=== WHAT IS ASKED ===
Print the data that follows exactly.

=== ENTRIES ===
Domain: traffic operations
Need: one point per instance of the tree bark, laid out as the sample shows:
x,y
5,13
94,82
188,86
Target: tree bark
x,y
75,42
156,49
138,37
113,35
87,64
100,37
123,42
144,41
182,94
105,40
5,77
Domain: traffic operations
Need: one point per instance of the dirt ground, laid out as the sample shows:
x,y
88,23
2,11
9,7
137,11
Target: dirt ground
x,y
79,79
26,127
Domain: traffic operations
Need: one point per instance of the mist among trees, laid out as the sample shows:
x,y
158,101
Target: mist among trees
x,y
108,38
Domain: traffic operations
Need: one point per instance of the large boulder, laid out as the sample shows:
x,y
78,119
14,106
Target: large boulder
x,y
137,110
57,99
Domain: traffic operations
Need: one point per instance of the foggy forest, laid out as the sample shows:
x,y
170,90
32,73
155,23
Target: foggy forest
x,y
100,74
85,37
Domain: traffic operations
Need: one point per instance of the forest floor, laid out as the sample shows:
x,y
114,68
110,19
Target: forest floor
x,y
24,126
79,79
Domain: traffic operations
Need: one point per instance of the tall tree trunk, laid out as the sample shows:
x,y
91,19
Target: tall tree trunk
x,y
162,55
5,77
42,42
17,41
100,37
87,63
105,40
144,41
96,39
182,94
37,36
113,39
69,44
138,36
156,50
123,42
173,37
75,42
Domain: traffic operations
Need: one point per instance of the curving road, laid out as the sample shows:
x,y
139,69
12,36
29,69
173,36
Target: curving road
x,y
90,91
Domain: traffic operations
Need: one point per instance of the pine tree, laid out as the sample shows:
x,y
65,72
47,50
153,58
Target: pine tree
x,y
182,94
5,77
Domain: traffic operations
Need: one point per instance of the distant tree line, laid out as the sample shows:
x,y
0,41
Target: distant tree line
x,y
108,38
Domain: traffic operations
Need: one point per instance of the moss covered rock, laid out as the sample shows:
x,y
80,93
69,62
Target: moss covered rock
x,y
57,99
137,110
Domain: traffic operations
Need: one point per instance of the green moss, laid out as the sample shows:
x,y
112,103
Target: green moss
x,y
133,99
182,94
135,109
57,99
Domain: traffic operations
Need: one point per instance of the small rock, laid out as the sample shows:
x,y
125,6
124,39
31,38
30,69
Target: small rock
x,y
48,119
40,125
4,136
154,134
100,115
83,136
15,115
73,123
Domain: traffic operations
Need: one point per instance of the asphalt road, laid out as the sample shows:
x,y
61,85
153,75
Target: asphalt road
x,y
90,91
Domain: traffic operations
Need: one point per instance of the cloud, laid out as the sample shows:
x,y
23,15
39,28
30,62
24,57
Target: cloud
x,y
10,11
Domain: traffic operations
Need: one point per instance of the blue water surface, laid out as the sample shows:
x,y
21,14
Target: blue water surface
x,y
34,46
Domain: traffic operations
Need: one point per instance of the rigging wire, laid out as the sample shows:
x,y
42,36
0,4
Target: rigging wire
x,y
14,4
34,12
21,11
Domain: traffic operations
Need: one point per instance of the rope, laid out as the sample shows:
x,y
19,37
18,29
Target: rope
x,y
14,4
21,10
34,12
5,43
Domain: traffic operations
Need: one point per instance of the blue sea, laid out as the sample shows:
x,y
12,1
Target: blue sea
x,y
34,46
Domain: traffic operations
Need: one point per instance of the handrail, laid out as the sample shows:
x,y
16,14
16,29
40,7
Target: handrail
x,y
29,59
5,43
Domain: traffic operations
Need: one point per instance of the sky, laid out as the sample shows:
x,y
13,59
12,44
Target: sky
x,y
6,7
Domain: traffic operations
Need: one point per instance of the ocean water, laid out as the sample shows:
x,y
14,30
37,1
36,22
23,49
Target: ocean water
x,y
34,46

=== WRITTEN ANSWER ===
Domain: traffic operations
Need: one point per instance of the tree bark, laid out as the sample shows:
x,y
5,13
94,82
188,86
Target: tree bark
x,y
75,42
156,49
138,37
113,35
87,64
100,37
123,42
144,41
182,94
105,40
5,77
Domain: traffic operations
Need: one point per instance of the dirt ground, laid out as the sample shows:
x,y
88,23
2,11
9,7
137,11
Target: dirt ground
x,y
79,79
26,127
Domain: traffic operations
Need: one point per instance of the mist among trees, laid out as the sample shows:
x,y
158,101
Target: mist among trees
x,y
108,38
Domain: traffic operations
Need: one point per instance of the large boulder, laid out as the sample shows:
x,y
78,119
14,106
Target: large boulder
x,y
137,110
57,99
Domain: traffic operations
Need: one point per instance of the foggy forest, laid out as the sample shows:
x,y
170,90
32,73
155,23
Target: foggy forest
x,y
100,74
85,37
Domain: traffic operations
Need: one point per instance of the forest floor, laid out as the sample shows:
x,y
114,68
110,19
Target: forest floor
x,y
24,126
79,79
Domain: traffic operations
Need: one point per instance of the tall tree trunk, laid out as the sample shows:
x,y
91,19
Target: tall tree trunk
x,y
162,55
5,77
42,42
17,41
100,37
87,63
105,40
144,41
96,39
182,94
37,36
113,39
69,44
138,36
156,50
123,42
173,37
75,42
Domain: traffic operations
Need: one point per instance of the curving road, laid out as the sample shows:
x,y
139,69
12,36
29,69
173,36
Target: curving road
x,y
90,91
Domain: traffic operations
Need: one point per instance of the pine tree, laid out as the sample shows:
x,y
65,72
47,50
153,58
Target: pine tree
x,y
182,94
5,77
Domain: traffic operations
Need: one point per instance of the distant tree line, laid out as the sample shows:
x,y
0,41
Target: distant tree line
x,y
108,38
Domain: traffic operations
Need: one point per instance of the moss covered rock, laid out as the sample shows:
x,y
80,93
69,62
Target: moss covered rock
x,y
57,99
137,110
Domain: traffic operations
Need: one point per instance of the green moss, laid out as the sample shows:
x,y
112,103
Target: green moss
x,y
133,99
182,94
135,109
57,99
Domain: traffic operations
Need: one point per instance of the small rock, laid out as the sample shows:
x,y
125,6
124,39
31,38
30,69
Target: small rock
x,y
48,119
40,125
4,136
154,134
100,115
83,136
15,115
73,123
Domain: traffic operations
Need: one point per instance of the asphalt road, laid out as the sample shows:
x,y
61,85
153,75
Target: asphalt road
x,y
90,91
Domain: traffic operations
Need: one point per instance of the cloud, laid out as the sample shows:
x,y
23,15
39,28
30,62
24,57
Target: cloud
x,y
10,11
Domain: traffic operations
Need: one point per instance of the blue water surface, laid out as the sample shows:
x,y
21,14
Target: blue water surface
x,y
34,46
Domain: traffic operations
Need: one point per instance of the rigging wire, laid out as the sample shows:
x,y
42,36
0,4
Target: rigging wire
x,y
14,4
34,12
21,11
Domain: traffic operations
Need: one point per instance of the rope, laid out as the sample shows:
x,y
19,37
18,29
Target: rope
x,y
14,4
21,10
34,12
5,43
Domain: traffic operations
Need: one point per instance of the blue sea, laid out as the sample shows:
x,y
12,1
Target: blue sea
x,y
34,46
Domain: traffic operations
Need: one point per instance of the handrail, laid out as the sample shows:
x,y
16,14
16,29
40,7
Target: handrail
x,y
29,59
5,43
Domain: traffic operations
Need: one point per instance of the sky, laid out as the sample shows:
x,y
13,59
12,44
Target: sky
x,y
6,7
Domain: traffic operations
Need: one point per instance of the ocean water, laid out as the sample shows:
x,y
14,30
37,1
36,22
23,49
Target: ocean water
x,y
34,46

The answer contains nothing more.